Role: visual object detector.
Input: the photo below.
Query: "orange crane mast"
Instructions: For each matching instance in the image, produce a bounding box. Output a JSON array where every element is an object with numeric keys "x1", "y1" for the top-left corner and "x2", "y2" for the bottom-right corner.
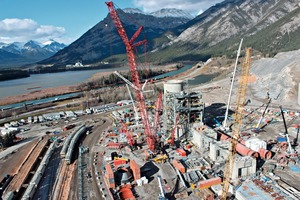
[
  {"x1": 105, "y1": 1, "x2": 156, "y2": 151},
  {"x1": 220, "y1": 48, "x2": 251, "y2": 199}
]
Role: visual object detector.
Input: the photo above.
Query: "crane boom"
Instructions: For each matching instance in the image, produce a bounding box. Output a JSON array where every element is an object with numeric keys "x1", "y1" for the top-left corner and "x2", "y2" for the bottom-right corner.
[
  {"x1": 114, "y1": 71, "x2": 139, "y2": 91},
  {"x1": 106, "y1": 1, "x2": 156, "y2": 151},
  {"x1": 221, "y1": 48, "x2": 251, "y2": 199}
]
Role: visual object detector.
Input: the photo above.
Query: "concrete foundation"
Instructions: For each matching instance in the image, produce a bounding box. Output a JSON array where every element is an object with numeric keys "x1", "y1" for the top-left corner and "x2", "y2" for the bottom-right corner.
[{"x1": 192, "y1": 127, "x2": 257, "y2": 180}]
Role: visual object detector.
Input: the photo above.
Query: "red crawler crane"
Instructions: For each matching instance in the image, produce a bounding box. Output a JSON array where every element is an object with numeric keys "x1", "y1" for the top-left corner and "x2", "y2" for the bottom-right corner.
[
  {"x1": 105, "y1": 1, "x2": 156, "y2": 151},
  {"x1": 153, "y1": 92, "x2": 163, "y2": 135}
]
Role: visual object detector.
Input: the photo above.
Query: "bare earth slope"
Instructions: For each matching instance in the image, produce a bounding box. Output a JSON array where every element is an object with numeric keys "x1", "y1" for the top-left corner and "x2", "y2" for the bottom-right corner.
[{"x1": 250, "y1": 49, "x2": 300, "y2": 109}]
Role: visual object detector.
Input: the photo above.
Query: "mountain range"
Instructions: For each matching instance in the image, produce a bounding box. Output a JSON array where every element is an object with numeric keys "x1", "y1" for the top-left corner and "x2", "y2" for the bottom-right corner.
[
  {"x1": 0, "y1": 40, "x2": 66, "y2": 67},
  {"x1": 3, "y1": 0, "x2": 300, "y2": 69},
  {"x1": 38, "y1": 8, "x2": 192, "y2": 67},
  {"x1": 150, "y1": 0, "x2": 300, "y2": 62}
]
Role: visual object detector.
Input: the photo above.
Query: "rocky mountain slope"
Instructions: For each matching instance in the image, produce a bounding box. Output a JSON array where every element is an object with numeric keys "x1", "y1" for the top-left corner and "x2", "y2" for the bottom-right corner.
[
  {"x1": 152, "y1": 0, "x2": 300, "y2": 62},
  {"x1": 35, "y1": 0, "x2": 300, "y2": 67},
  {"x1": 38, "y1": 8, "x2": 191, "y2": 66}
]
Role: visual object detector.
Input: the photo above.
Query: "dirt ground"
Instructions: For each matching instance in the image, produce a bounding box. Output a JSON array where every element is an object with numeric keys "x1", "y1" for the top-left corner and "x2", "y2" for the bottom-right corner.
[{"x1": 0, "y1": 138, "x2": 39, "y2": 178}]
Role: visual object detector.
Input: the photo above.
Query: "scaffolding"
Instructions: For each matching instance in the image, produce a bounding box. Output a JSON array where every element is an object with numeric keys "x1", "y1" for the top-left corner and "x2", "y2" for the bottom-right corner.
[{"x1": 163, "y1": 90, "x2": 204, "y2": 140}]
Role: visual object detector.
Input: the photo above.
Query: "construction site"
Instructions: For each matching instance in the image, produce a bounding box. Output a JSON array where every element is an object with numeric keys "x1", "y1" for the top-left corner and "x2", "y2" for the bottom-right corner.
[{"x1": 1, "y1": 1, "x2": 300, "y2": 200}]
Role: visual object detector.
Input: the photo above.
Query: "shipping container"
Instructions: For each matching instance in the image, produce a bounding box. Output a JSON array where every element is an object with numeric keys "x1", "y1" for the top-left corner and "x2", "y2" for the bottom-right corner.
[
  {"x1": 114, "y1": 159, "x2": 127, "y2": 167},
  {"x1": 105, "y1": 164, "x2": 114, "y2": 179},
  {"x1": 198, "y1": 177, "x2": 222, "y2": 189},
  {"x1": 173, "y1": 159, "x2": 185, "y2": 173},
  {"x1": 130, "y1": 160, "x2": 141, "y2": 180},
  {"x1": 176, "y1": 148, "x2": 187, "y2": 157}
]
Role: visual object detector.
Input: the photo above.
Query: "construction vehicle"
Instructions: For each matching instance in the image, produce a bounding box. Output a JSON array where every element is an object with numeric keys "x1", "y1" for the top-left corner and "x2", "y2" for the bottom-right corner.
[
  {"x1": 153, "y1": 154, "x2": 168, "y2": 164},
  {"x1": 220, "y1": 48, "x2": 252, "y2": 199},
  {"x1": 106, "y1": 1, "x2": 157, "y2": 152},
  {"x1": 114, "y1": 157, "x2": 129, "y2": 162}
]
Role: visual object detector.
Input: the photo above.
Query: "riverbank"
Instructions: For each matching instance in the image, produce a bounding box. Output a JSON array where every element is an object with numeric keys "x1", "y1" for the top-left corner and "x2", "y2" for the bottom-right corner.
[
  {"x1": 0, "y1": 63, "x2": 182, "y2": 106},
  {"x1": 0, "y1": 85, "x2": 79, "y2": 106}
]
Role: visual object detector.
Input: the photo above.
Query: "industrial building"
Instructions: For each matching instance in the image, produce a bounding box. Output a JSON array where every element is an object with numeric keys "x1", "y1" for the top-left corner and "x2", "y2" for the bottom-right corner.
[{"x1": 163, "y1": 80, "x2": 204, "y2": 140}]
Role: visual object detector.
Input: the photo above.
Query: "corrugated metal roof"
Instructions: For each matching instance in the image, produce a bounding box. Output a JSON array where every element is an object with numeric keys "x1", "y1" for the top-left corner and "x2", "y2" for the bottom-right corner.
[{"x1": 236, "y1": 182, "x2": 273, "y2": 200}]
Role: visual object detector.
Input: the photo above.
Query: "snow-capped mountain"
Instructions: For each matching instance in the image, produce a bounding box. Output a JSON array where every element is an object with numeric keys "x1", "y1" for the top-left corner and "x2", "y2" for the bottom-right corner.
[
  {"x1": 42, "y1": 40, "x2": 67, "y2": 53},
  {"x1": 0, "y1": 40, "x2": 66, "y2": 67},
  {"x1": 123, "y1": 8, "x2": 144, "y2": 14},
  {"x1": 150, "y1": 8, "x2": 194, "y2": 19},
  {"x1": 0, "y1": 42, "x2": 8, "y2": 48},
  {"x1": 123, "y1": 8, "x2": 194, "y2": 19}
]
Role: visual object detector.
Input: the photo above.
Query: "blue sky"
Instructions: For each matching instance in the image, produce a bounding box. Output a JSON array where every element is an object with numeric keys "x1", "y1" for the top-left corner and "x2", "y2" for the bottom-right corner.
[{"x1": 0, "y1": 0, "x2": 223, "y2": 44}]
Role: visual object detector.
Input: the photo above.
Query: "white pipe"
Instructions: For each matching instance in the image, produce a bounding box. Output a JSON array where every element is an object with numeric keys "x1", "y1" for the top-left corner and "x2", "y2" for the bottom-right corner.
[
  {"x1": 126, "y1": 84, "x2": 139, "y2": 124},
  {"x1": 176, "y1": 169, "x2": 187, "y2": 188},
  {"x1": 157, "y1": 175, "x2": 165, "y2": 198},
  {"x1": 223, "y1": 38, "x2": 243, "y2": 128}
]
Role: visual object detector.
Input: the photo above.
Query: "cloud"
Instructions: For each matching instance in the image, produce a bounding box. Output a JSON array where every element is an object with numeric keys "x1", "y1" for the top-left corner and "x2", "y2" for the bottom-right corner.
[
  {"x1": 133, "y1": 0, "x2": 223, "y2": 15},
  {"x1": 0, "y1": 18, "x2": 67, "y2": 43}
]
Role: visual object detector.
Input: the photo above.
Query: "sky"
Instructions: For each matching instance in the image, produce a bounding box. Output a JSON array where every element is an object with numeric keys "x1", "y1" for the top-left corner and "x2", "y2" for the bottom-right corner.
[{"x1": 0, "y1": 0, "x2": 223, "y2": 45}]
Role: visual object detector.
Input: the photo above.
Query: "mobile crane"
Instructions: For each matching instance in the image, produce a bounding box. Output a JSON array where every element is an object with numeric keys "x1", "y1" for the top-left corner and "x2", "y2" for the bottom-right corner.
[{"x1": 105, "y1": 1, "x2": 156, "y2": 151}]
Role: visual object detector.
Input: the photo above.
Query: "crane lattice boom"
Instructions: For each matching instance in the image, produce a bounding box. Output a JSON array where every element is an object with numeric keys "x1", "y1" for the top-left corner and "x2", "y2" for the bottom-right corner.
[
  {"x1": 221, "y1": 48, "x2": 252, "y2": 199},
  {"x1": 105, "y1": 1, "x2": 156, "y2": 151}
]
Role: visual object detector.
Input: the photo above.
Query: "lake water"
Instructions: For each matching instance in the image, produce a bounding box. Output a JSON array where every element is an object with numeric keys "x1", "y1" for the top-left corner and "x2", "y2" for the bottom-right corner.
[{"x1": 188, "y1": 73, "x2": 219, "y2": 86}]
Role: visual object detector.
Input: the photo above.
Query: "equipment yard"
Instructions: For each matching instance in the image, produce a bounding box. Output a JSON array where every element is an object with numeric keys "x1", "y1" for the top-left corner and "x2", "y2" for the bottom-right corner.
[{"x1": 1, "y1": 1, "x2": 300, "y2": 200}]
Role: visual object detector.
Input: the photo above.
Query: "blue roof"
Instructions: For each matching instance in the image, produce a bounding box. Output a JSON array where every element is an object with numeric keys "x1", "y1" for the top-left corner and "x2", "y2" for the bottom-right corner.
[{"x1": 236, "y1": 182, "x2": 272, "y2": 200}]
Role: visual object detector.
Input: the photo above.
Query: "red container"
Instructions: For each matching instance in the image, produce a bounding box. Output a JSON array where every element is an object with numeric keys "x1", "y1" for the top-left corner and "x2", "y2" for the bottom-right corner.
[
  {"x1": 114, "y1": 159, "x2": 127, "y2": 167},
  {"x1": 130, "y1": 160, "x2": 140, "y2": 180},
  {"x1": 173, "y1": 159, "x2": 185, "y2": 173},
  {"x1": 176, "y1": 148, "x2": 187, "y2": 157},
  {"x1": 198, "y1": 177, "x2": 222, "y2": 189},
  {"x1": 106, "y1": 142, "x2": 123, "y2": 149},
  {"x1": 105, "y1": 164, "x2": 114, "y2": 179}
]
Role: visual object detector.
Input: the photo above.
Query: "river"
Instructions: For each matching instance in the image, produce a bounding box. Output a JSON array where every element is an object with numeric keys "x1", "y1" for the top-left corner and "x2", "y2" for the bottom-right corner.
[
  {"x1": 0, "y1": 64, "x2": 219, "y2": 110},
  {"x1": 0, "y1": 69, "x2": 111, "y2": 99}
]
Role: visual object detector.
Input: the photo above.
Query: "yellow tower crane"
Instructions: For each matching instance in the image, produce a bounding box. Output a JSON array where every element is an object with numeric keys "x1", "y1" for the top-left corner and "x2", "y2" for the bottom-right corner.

#####

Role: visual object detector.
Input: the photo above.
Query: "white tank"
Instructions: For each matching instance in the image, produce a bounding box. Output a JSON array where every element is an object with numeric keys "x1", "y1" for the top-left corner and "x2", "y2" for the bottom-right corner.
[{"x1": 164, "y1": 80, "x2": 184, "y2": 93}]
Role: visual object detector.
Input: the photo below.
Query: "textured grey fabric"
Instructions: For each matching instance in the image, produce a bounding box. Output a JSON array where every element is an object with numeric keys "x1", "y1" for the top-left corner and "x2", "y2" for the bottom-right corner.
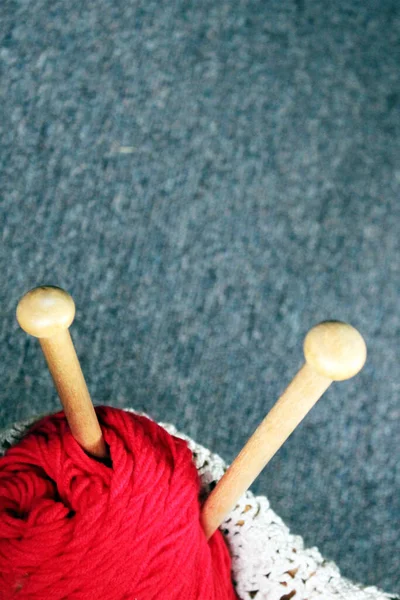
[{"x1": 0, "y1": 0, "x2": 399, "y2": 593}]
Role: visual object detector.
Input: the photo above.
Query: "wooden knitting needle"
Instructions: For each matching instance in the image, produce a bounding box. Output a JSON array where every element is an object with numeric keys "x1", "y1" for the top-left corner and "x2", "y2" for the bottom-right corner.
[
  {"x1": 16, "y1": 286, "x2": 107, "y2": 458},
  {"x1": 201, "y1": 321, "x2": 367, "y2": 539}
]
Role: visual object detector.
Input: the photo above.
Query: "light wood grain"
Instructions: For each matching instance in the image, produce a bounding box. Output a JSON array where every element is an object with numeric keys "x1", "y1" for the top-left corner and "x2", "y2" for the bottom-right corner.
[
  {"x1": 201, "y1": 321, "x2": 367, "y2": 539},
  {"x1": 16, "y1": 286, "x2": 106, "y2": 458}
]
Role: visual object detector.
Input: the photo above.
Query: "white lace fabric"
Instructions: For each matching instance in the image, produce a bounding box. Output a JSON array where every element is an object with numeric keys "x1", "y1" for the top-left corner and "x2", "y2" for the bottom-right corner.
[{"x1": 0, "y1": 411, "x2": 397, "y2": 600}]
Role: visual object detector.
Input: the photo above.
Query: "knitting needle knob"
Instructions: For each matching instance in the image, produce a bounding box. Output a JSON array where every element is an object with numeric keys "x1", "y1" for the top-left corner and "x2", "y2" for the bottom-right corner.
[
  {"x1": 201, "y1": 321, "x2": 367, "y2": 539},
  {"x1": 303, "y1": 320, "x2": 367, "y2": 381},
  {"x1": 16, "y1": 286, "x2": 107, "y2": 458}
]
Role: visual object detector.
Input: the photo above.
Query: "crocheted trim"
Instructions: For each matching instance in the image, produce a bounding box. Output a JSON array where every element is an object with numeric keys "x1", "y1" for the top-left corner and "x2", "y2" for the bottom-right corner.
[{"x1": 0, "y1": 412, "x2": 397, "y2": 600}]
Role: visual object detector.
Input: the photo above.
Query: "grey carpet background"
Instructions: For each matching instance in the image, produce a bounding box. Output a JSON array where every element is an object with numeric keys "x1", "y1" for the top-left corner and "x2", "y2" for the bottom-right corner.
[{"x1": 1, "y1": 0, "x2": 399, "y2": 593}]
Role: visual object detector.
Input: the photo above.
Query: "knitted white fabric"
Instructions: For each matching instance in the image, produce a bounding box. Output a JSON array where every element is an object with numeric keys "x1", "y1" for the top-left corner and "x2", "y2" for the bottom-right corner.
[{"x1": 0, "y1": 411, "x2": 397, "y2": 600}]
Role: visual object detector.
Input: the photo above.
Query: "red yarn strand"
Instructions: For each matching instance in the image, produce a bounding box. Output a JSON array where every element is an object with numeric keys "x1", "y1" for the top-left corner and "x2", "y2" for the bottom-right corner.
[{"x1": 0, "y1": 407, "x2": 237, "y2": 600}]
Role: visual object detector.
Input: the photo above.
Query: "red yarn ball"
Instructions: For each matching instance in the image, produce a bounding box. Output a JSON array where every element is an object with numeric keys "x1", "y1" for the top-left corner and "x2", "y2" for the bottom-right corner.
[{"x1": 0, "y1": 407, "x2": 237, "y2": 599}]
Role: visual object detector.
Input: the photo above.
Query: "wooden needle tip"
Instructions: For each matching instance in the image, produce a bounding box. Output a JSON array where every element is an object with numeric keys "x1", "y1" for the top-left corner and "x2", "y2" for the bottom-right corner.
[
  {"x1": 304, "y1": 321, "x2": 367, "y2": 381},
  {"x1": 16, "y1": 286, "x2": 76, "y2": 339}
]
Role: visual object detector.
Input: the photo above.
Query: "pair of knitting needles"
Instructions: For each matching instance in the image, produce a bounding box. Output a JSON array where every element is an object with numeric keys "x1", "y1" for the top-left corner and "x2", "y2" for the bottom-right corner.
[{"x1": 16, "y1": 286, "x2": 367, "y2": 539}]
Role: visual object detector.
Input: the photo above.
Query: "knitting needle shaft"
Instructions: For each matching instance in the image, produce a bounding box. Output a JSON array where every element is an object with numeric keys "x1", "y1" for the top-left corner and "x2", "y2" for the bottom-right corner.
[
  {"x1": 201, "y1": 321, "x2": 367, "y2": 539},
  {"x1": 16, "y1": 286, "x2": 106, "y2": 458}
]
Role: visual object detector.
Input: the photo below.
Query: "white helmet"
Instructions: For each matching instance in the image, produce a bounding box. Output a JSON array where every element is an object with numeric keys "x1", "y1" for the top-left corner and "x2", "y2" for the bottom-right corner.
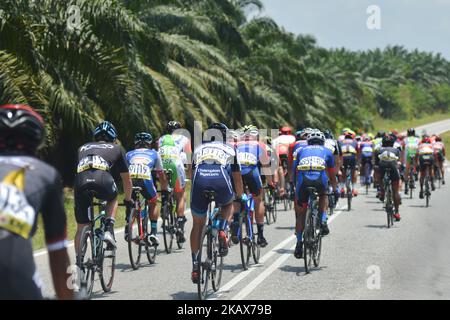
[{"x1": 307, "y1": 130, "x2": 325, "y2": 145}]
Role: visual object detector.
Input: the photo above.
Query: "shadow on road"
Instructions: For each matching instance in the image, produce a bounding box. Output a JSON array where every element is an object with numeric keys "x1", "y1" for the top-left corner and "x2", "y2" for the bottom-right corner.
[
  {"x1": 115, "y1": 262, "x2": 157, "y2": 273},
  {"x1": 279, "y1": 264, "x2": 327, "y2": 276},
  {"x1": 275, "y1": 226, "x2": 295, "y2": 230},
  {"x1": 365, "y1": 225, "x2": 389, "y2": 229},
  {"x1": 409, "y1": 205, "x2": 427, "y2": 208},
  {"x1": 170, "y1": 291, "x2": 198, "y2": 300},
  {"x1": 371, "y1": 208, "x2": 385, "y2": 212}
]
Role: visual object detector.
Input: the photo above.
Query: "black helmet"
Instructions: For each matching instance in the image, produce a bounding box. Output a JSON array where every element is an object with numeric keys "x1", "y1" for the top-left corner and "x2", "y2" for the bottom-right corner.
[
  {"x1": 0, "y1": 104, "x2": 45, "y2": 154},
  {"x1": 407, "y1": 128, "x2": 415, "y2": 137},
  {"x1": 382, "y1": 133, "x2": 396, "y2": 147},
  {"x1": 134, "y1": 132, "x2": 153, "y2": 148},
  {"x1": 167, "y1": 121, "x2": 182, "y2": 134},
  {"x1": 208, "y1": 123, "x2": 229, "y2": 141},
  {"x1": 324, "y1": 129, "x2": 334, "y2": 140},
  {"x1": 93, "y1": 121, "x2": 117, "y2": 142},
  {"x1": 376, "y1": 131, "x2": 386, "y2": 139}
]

#####

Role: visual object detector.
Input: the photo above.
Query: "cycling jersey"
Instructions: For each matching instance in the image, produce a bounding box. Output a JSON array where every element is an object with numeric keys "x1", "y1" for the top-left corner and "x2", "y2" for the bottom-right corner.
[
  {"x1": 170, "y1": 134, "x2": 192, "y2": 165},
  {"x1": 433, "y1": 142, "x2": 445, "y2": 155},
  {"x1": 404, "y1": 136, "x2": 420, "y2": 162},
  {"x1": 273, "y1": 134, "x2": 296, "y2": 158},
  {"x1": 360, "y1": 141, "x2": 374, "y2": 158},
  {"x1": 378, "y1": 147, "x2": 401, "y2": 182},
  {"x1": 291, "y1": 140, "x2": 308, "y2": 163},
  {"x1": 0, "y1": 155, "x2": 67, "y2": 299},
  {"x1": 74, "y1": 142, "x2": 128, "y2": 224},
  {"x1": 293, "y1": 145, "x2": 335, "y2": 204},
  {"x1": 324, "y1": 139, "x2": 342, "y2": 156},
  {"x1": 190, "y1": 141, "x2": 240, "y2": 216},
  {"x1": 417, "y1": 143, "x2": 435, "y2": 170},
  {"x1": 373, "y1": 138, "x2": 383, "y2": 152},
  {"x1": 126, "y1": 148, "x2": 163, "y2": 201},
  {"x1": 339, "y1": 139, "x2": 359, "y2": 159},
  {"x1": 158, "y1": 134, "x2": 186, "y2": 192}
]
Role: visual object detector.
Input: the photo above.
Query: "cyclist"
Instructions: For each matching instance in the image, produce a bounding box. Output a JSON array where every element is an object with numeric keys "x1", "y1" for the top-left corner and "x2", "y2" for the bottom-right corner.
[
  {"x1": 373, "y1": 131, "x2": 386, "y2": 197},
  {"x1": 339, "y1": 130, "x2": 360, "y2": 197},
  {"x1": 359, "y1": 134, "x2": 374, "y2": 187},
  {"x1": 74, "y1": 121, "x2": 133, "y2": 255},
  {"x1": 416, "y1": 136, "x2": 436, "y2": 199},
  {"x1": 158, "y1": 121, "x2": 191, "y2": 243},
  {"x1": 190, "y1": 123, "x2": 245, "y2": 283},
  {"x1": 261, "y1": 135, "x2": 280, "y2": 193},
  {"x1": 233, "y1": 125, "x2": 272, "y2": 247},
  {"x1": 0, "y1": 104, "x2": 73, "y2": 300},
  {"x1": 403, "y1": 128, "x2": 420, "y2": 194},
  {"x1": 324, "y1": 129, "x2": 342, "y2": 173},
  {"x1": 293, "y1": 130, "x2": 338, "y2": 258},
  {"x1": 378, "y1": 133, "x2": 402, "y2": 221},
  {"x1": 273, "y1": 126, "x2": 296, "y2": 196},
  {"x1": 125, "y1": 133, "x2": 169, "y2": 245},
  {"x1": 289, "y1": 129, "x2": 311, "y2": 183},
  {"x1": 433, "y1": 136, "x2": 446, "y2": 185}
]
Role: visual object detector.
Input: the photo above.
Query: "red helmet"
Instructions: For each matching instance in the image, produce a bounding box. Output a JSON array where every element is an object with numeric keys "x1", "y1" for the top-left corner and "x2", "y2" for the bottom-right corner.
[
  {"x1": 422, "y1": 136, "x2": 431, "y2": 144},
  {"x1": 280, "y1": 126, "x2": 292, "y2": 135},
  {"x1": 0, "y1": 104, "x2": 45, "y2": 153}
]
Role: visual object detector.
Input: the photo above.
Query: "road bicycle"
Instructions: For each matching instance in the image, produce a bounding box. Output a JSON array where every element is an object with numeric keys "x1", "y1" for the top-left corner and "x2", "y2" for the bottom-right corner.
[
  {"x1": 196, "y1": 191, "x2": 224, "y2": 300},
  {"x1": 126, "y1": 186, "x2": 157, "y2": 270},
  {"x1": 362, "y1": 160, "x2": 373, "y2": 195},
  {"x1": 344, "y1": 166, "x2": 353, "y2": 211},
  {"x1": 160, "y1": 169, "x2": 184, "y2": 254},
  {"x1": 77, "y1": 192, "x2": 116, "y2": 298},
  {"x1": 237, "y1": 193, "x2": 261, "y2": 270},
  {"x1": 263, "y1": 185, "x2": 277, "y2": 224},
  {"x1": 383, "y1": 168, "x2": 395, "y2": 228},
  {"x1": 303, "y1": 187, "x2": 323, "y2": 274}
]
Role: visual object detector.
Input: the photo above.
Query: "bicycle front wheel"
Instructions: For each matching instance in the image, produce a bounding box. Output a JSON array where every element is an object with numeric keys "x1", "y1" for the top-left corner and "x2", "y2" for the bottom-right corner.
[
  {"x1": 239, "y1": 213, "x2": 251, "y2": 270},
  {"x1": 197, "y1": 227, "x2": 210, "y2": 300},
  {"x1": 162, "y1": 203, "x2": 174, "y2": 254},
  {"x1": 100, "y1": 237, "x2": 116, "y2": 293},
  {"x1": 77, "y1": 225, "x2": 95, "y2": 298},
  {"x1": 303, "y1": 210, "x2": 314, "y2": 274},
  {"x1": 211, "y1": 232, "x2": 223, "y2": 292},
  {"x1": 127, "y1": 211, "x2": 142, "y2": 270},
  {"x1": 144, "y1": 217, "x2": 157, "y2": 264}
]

#####

Aim of the task. Extract all lines from the data in which "helmet" is found.

Task solution.
Query: "white helmet"
Query: "black helmet"
Query: "red helmet"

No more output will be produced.